Print all entries word for word.

Data records START

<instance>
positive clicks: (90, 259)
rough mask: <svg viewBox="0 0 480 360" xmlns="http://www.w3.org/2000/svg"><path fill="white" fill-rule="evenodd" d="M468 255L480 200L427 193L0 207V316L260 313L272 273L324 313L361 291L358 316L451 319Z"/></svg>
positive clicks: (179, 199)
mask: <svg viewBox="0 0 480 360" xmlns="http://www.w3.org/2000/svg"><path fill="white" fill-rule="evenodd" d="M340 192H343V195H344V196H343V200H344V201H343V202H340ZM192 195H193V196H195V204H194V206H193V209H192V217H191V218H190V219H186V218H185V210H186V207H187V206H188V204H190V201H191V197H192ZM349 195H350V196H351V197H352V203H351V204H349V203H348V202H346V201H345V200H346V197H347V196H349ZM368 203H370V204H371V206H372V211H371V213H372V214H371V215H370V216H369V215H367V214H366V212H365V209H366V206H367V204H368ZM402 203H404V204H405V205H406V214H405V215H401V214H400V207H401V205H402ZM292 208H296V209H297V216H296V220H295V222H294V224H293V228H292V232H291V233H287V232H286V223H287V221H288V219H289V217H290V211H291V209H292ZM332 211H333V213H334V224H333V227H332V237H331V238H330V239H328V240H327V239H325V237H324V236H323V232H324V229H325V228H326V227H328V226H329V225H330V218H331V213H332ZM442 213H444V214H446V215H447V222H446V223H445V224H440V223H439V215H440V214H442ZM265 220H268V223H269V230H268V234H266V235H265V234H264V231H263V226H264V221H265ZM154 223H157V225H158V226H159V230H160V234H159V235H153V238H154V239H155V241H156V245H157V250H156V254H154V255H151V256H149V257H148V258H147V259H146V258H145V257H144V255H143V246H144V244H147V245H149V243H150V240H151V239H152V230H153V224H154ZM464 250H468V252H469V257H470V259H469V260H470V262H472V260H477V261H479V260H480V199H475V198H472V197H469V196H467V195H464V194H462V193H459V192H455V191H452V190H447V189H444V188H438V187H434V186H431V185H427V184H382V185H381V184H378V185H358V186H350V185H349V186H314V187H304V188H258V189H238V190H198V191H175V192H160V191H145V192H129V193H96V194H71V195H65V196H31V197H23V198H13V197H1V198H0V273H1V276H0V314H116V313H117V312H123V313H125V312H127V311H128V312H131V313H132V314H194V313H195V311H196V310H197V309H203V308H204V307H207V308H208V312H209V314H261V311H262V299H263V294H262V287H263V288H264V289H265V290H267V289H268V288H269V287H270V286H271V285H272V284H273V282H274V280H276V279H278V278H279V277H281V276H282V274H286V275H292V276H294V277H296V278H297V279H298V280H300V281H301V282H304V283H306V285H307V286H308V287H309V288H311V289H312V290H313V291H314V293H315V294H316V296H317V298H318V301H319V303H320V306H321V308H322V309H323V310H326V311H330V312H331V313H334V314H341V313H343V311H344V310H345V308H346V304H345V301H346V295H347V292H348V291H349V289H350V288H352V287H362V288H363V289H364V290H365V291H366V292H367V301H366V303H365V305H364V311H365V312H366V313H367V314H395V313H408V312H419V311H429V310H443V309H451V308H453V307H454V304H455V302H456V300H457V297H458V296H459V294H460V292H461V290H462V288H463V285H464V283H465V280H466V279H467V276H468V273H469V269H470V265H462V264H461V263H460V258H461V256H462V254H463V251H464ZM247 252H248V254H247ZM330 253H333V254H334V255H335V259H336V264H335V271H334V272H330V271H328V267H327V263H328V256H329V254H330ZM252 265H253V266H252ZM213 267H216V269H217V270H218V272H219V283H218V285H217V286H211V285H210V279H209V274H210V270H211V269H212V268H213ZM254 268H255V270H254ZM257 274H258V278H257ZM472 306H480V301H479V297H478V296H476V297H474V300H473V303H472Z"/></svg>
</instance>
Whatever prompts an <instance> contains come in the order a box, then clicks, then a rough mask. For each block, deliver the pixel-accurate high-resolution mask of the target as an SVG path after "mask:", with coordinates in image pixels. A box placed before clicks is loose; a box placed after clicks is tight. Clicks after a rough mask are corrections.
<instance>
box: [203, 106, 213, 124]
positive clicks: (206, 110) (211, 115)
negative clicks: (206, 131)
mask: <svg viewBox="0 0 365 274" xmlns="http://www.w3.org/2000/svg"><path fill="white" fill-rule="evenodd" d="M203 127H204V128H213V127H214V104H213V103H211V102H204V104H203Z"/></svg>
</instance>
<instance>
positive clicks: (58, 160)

Data records END

- _Answer section_:
<instance>
positive clicks: (90, 259)
rough mask: <svg viewBox="0 0 480 360" xmlns="http://www.w3.org/2000/svg"><path fill="white" fill-rule="evenodd" d="M468 255L480 200L427 193L0 207V316L260 313L272 273L324 313L361 291L358 316L451 319Z"/></svg>
positive clicks: (179, 199)
mask: <svg viewBox="0 0 480 360" xmlns="http://www.w3.org/2000/svg"><path fill="white" fill-rule="evenodd" d="M340 192H343V195H344V196H343V200H344V201H343V202H340ZM192 195H193V196H195V204H194V206H193V209H192V217H191V218H190V219H186V218H185V210H186V207H187V206H188V204H190V201H191V197H192ZM349 195H350V196H351V197H352V203H351V204H349V203H348V202H346V201H345V200H346V197H347V196H349ZM368 203H370V204H371V206H372V211H371V213H372V214H371V215H370V216H369V215H367V214H366V212H365V209H366V206H367V204H368ZM402 203H404V204H405V205H406V214H405V215H401V214H400V207H401V205H402ZM292 208H296V209H297V216H296V220H295V222H294V224H293V228H292V232H291V233H287V232H286V223H287V221H288V219H289V217H290V211H291V209H292ZM332 211H333V213H334V224H333V227H332V237H331V238H330V239H328V240H327V239H325V237H324V236H323V232H324V229H325V228H326V227H328V226H329V225H330V218H331V213H332ZM442 213H444V214H446V215H447V222H446V223H445V224H440V223H439V215H440V214H442ZM265 220H268V223H269V230H268V234H266V235H265V234H264V231H263V226H264V221H265ZM154 223H157V225H158V226H159V230H160V234H159V235H153V238H154V239H155V241H156V245H157V250H156V254H154V255H151V256H149V257H148V258H147V259H146V258H145V257H144V255H143V246H144V244H147V245H149V243H150V240H151V239H152V230H153V224H154ZM464 250H468V252H469V257H470V259H469V260H470V262H472V260H477V261H479V260H480V199H475V198H472V197H469V196H467V195H464V194H462V193H459V192H455V191H452V190H447V189H444V188H438V187H434V186H431V185H427V184H382V185H381V184H378V185H358V186H350V185H349V186H314V187H304V188H258V189H238V190H198V191H175V192H160V191H145V192H129V193H96V194H71V195H65V196H31V197H23V198H13V197H1V198H0V273H1V276H0V314H116V313H117V312H123V313H125V312H127V311H128V312H131V313H132V314H194V313H195V311H196V310H197V309H203V308H204V307H207V308H208V312H209V314H261V311H262V299H263V294H262V287H263V288H264V289H265V290H267V289H268V288H269V287H270V286H271V285H272V284H273V282H274V280H276V279H278V278H279V277H281V276H282V274H286V275H292V276H294V277H296V278H297V279H298V280H300V281H301V282H304V283H306V285H307V286H308V287H309V288H311V289H312V290H313V291H314V293H315V294H316V296H317V298H318V301H319V303H320V306H321V308H322V309H323V310H326V311H330V312H331V313H334V314H341V313H343V311H344V310H345V308H346V304H345V301H346V295H347V292H348V291H349V289H350V288H352V287H362V288H363V289H364V290H365V291H366V292H367V301H366V303H365V305H364V311H365V312H366V313H367V314H395V313H408V312H419V311H429V310H443V309H451V308H453V307H454V304H455V302H456V300H457V297H458V296H459V294H460V292H461V290H462V288H463V285H464V283H465V280H466V279H467V276H468V273H469V269H470V265H462V264H461V263H460V258H461V256H462V254H463V251H464ZM247 252H248V254H247ZM330 253H333V254H334V255H335V259H336V264H335V271H334V272H330V271H328V267H327V263H328V256H329V254H330ZM252 265H253V266H252ZM213 267H216V269H217V270H218V272H219V283H218V285H217V286H211V285H210V279H209V274H210V270H211V269H212V268H213ZM254 268H255V270H254ZM257 274H258V278H257ZM472 306H480V301H479V297H478V296H476V297H474V300H473V303H472Z"/></svg>
</instance>
Whatever prompts an <instance> contains come in the order a box, then clicks, then a rough mask. For each block, deliver the pixel-accurate high-resolution mask of the target as an SVG path after "mask:", with coordinates in image pixels. A box placed before clicks is loose; a box placed after clicks is tight. Clicks after a rough mask are corrections.
<instance>
box: [203, 106, 213, 124]
positive clicks: (206, 110) (211, 115)
negative clicks: (206, 131)
mask: <svg viewBox="0 0 365 274" xmlns="http://www.w3.org/2000/svg"><path fill="white" fill-rule="evenodd" d="M203 127H204V128H213V127H214V104H213V103H211V102H204V104H203Z"/></svg>
</instance>
<instance>
positive clicks: (58, 160)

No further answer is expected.